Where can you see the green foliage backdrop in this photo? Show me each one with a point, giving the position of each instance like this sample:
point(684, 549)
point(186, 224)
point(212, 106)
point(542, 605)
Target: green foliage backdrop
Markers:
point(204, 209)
============
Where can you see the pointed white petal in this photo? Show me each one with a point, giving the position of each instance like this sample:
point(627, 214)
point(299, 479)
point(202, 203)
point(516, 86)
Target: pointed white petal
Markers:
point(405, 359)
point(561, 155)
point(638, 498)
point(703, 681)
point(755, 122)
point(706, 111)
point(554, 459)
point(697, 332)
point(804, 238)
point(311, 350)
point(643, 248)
============
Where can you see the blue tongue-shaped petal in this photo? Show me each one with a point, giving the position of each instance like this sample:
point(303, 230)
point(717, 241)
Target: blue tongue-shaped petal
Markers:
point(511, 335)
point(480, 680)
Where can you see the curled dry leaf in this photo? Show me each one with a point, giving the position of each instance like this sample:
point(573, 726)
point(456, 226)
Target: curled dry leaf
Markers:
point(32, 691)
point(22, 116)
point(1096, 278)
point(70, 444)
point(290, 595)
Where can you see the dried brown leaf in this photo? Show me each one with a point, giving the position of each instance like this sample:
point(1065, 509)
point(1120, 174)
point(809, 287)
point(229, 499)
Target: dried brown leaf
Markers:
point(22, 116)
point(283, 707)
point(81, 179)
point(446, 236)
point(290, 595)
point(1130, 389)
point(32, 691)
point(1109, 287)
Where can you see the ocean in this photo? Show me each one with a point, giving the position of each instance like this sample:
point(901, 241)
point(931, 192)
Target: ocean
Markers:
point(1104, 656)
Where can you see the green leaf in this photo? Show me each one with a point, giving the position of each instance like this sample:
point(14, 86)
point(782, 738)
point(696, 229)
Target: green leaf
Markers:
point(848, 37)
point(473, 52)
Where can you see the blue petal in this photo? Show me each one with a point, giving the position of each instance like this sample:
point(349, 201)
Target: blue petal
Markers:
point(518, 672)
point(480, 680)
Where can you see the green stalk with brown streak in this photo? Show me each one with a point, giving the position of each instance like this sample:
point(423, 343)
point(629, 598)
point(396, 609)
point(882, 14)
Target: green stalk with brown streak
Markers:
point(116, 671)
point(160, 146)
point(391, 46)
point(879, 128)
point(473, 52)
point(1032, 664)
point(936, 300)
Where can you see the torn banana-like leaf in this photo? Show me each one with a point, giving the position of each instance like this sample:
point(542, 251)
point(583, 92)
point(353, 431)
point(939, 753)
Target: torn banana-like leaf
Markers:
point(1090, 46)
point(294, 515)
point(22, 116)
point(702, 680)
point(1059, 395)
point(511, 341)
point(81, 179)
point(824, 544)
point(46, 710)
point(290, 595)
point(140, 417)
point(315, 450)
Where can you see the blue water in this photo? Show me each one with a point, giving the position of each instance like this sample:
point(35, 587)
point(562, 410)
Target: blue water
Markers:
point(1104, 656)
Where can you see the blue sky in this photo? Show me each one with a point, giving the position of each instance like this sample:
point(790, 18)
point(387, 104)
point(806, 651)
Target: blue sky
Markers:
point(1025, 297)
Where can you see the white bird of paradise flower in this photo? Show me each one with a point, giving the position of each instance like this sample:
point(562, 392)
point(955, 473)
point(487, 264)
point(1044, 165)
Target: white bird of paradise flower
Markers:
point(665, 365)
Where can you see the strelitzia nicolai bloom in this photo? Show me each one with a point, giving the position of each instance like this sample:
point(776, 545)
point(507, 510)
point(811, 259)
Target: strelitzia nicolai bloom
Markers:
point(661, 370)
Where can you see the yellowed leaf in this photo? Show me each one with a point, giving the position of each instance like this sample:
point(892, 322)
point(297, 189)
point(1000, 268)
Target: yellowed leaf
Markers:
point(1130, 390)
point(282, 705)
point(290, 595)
============
Copy the data above word for word, from the line containing "Where can you see the green leaf" through the line containing "point(936, 300)", including both of those lines.

Where can you see the green leaf in this photo? Show me each one with a point, giving the position of each instance like this sample:
point(14, 86)
point(782, 738)
point(696, 229)
Target: green leaf
Markers:
point(848, 37)
point(473, 52)
Where can you see the blue petal in this photo? Show me each one with a point, giving the position of each instance like this sample:
point(349, 201)
Target: blue petal
Markers:
point(518, 672)
point(480, 680)
Where can you see the green stalk with brown streak in this photo? Show me each one with a point, giving the position of each instance like this sample:
point(423, 343)
point(629, 598)
point(396, 609)
point(882, 14)
Target: green stalk with brown streak
Markers:
point(116, 671)
point(160, 146)
point(391, 46)
point(879, 128)
point(473, 52)
point(1032, 664)
point(936, 300)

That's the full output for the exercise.